● Set of tasks:
**1)** According to the concert review, how long did Lil Kim play?
**2)** Proceed with the concert review discussion, picking up after its final comment.

But there was no KO. The show just sort of fizzled out. There was no encore, no introducing the DJ and the MC and no dirtiness. She grinded with her hostages and arched her back a couple of times, but we're talking about a woman who once sang, "I ain't out shoppin' spendin' dudes' C-notes/ I'm in tha crib givin' niggaz deep throat." And that's probably the tamest lyric she's ever written. I expected displays of public sex or at the very least some disrobing.

Unceremoniously, she sallied off the stage, the lights came up, and the crowd left. Outside, we were greeted by a virtual platoon of cops, all standing around with their hands on their sidearms, ready to step in and save the day in the event of a Biggie Smalls-style drive-by. The two barking K-9 units seemed like a bit much.  But they made for a lively and somewhat dangerous end to the evening.

llu thought she had the veil on because she was lip synching! sketch.

Yikes. Are you done now?

Dear Jolene,

No, I'm not done; I'm finished. Cakes are done; people are finished.

The show was cut short and the cops were there because of a brawl.

http://www.wptz.com/news/23791321/detail.html
http://www.rutlandherald.com/article/20100604/THISJUSTIN/100609973
http://www.wcax.com/global/story.asp?s=12593727
http://www.burlingtonfreepress.com/article/20100604/NEWS02/6040309/Lil-Kim-concert-in-South-Burlington-leads-to-fracas

Dear Molly,

To my knowledge, the show actually wasn't cut short. She played for an hour, as per her contract. Patrons were NOT in fact asked to leave as was reported in the Free Press. Lil Kim played her "finale" and the house lights went up and everyone left in an orderly fashion. The Free Press story also said that the concert went on past midnight, which it did not. There might have been a fight, but it must have happened outside. And I doubt if it was a huge brawl because every cop looked pretty relaxed when the rest of the concertgoers left.

I think this is an example of "press release journalism." None of those reports actually had real reporting in them. They were just rewritten press releases. Which always makes for riveting news.

After I posted that I was thinking it was silly of me. I should know better than to believe stories that are worded almost exactly the same way over different agencies. I've done a lot of volunteer work with the Vermont department of corrections over the years and have heard from both offenders and police how generally inaccurate crime/justice reporting is.

I wish there was at least one real crime-beat reporter in the area who was devoted solely to interviewing cops, lawyers, offenders, witnesses, and attending trials.

This review is very condescending.

An angry and pretentious review, too.

How about "oh I didn't know there was a fight, I guess that's why the cops were there" - nah, why pass up an opportunity to take a shot at the free press.

Lots of cops, more OT, back to the Click It or Ticket Rip Off. (Seat belts yes, Cop checks no).

Dear Jimmy,

With all do respect, I wasn't taking a shot at the Free Press. They paid my rent and my utility bills for nearly four years. I was simply pointing out how a minor scrape can be elevated to huge brawl by simply rewording a press release. And how a few non-truths can become fact really fast.

Is that a play on "with all due respect"? If so, I don't get it.

"None of those reports actually had real reporting in them" sounds like a shot to me. Then again my limited mental capacity is unable to conjure the image of cops looking "pretty relaxed" with while commandeering "barking K-9 units" with "their hands on their sidearms," so what do I know.

Dataset rows on where objects appear
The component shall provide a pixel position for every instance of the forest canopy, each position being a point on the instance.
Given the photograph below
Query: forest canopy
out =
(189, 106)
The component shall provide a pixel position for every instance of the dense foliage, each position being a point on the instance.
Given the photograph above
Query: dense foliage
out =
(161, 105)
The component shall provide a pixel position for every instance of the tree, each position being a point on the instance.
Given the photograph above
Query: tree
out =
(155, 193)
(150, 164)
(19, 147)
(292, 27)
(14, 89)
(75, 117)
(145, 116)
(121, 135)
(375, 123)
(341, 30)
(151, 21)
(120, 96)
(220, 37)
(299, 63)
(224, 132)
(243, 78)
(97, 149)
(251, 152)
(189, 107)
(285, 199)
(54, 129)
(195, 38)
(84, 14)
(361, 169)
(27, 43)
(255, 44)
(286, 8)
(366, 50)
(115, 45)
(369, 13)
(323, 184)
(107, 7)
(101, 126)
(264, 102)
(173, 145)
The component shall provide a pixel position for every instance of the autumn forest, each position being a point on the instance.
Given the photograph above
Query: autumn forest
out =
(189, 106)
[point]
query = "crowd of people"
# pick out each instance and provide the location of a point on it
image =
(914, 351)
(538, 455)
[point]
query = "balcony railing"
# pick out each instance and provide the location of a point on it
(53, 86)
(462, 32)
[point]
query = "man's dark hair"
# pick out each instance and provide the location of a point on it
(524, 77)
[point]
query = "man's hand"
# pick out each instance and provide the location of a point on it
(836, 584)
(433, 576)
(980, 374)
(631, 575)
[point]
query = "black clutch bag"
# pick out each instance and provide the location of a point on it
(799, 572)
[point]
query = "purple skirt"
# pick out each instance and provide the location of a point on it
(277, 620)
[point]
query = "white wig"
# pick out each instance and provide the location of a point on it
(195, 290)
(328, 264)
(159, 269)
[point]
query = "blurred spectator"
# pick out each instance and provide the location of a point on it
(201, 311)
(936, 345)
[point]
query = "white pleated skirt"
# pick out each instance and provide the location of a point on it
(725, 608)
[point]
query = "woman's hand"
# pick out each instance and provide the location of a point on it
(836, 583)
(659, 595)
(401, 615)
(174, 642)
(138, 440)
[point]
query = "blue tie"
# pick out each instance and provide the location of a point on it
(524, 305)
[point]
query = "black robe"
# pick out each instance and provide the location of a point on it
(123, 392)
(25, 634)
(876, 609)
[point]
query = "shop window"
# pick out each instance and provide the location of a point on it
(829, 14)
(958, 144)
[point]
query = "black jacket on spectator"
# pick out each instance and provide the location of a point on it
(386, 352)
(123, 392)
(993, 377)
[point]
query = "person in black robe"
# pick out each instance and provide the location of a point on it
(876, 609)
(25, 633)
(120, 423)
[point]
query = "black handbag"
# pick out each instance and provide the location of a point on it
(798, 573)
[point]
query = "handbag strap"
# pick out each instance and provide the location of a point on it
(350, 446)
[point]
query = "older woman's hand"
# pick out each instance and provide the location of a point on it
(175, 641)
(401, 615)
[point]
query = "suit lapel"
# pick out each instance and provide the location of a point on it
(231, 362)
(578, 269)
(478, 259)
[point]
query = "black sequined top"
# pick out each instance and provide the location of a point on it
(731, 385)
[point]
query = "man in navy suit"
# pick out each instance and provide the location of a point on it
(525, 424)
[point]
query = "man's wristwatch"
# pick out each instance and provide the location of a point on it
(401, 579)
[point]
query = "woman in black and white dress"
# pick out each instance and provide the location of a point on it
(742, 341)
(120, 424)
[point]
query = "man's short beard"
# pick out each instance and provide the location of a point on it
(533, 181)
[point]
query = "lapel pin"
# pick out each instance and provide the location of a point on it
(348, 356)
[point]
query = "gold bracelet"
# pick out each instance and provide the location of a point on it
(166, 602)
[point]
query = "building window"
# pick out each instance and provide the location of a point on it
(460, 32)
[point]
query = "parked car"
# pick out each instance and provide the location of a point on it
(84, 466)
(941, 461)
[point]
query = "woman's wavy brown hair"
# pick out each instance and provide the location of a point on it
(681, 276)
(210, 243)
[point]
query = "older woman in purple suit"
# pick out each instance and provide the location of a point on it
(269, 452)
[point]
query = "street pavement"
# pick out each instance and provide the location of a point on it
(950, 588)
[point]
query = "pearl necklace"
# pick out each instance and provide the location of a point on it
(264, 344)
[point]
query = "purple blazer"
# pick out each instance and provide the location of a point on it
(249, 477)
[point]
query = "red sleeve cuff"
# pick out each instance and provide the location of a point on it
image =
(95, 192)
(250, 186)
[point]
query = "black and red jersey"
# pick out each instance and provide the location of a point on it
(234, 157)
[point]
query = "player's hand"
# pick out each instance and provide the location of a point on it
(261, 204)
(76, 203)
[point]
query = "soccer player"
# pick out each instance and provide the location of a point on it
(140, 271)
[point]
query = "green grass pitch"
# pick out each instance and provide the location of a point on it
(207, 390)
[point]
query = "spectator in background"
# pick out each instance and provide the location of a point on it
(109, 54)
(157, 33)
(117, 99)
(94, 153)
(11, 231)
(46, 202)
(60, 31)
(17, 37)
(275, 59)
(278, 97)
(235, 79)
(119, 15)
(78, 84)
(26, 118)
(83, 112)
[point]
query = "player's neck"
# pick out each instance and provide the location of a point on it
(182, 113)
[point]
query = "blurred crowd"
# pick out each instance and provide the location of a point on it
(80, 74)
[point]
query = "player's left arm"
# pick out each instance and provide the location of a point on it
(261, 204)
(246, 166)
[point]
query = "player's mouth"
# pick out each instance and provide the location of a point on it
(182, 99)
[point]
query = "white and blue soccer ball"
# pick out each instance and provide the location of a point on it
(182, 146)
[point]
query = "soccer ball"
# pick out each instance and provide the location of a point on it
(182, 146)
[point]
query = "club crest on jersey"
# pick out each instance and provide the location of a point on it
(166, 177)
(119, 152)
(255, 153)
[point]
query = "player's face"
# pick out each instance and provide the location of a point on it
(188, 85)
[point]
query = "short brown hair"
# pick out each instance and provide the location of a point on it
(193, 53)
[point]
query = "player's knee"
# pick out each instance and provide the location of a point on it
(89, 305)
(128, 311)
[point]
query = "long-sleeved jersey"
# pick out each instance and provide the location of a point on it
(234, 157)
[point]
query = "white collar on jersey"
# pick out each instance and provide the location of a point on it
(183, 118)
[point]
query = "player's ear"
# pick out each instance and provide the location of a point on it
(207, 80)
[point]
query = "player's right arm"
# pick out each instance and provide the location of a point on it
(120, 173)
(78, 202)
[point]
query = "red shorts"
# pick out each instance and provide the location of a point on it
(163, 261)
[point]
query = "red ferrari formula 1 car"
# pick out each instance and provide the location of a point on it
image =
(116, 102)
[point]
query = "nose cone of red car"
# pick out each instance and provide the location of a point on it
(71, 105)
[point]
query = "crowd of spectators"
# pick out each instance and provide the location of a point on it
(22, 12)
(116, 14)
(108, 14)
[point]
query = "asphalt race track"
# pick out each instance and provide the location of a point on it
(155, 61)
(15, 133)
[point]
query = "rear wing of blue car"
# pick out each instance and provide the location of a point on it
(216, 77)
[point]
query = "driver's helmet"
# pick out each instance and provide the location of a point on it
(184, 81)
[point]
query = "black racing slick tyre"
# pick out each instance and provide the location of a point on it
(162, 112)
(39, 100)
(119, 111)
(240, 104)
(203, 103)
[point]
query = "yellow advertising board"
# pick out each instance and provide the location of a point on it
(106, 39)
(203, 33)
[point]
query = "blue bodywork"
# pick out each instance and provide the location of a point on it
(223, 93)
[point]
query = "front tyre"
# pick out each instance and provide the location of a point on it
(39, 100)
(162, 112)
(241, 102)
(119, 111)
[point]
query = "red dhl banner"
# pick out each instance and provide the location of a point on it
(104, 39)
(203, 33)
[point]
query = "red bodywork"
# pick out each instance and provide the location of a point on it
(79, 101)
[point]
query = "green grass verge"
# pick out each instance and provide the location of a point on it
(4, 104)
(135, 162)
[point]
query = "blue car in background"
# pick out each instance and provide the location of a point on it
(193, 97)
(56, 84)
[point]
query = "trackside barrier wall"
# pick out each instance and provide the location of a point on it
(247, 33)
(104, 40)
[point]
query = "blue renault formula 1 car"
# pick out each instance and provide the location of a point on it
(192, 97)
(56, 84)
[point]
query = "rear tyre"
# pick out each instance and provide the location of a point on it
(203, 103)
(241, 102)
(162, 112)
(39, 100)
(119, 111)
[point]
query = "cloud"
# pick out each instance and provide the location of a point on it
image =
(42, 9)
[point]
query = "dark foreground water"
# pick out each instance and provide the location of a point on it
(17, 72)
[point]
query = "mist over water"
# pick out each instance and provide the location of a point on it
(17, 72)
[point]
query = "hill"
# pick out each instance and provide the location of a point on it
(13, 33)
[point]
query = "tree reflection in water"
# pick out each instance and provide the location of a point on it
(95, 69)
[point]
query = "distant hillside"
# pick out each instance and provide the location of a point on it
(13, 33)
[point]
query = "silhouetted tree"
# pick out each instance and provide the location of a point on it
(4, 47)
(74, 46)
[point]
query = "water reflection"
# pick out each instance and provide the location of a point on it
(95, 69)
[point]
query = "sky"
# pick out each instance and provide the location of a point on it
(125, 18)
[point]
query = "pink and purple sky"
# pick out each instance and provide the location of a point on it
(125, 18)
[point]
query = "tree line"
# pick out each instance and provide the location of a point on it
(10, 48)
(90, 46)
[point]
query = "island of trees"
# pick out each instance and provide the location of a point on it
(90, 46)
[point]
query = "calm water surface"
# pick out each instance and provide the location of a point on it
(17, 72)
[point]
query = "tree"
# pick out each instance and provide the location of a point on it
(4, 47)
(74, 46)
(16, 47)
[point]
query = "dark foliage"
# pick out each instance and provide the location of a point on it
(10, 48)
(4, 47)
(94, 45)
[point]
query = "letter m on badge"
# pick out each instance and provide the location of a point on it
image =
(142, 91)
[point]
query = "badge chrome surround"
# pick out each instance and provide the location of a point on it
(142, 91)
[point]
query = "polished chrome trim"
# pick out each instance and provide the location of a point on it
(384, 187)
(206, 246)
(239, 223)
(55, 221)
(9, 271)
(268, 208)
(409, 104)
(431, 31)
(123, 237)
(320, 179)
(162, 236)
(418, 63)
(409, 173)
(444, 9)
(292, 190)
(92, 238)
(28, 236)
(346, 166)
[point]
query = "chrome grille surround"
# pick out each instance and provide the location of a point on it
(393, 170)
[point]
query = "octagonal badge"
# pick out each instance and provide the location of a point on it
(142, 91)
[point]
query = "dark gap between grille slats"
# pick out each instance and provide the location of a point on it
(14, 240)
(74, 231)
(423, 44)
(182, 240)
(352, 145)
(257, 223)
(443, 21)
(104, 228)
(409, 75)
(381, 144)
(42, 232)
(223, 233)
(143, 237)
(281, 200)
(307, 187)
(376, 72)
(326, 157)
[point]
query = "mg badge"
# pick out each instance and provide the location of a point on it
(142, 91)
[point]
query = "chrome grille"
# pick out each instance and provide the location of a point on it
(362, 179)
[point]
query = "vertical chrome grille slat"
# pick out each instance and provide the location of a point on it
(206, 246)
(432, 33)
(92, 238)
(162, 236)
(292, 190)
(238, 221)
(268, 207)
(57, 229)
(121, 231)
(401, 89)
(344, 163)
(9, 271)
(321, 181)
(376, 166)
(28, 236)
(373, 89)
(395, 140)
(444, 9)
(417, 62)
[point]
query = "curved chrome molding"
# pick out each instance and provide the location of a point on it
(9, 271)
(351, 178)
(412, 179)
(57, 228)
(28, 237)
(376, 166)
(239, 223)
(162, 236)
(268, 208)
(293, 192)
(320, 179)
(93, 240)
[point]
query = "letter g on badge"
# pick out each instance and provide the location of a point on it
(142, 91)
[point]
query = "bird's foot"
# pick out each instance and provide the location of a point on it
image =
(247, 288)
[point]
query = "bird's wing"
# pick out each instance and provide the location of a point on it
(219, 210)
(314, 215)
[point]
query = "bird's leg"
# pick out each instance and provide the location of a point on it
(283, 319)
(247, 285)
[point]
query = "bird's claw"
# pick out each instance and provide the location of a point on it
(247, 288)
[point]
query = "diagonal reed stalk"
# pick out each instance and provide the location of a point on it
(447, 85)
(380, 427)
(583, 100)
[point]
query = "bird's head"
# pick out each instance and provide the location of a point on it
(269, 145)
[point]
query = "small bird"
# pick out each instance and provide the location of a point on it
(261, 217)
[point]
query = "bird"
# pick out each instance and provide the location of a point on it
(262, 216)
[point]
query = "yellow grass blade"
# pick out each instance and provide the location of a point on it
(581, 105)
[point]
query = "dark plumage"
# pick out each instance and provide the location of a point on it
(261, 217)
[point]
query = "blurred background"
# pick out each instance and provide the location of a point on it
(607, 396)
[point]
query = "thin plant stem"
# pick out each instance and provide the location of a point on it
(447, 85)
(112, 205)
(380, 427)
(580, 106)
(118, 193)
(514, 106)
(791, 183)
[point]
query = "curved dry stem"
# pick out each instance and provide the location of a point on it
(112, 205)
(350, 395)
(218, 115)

● In response:
**1)** She played for an hour, as her contract required.

**2)**
Jimmy... if you believe everything you read in the newspaper (or online), you're an idiot.

There was no brawl.
Don't believe everything you read.
End of story.

"There was no brawl."

The point is that something happened and the cops were called. Whether it was a simple fight or a "brawl" is irrelevant. This blog post makes the cops sound like reactionary idiots for preemptively standing outside a rap show with "their hands on their sidearms" because the writer apparently had no idea that they were called for a reason, nor did she ask anyone who would know - like one of the "relaxed" cops - or if she did she forgot to mention that.

"Everything I read in the newpaper or online" about this is that the state police report that cops throughout the county were called because of an incident. So two questions, intrepid reporter Jay: why were they really there, and are the state police lying or are multiple local news outlets lying?

"Jimmy... if you believe everything you read in the newspaper (or online), you're an idiot."

Jay, I tend to agree with you. But just to clarify, does that include Seven Days?

Hmmm. Interesting points..but what is the real issue that everyone is reacting to, here? I mean the REAL issue. What is it??

When I left the show and was incredibly surprised to see so many police for such an orderly show & exit, I asked one of the Higher Ground staff people outside what was going on. He said that there were a few "small fights" with some people getting kicked out, but that he saw the situation as "the people who were fighting were black, the cops assumed it was gang-related, and completely overreacted." He was upset and called the whole incident "shamefully racist."

I confirmed with another staff person a few nights later that there were a few minor fights in the crowd, nothing out of control, and a larger fight outside towards the end of the show. She agreed that the amount of police presence was over the top.

When there are a series of fights at any event, it's probably appropriate to call several cops. Thanks for clarifying that there was, in fact, a reason that they were there.

More importantly I'm guessing that your reports of two Higher Ground staff badmouthing the cops isn't going to do wonders for club-police relations.

Am I the only person who found Ms. Ober's commentary poorly written and ridiculous? Is this really worth space on the internet?
Did you actually refer to Burlington as "Whitetown" several days before an article on the same blog about a couple's wedding being ruined due to racism? really? I seriously do hope that someone isn't paying you to write this dribble.

I think Lauren's reference to "Whitetown" was tongue-in-cheek. She's basically just snarkily pointing out the obvious -- that Vermonters are, by and large, white. The couple with the St. Albans wedding would not disagree, I'm sure. They might point out that the homogenous nature of our population is partly what leads to incidents of racial profiling.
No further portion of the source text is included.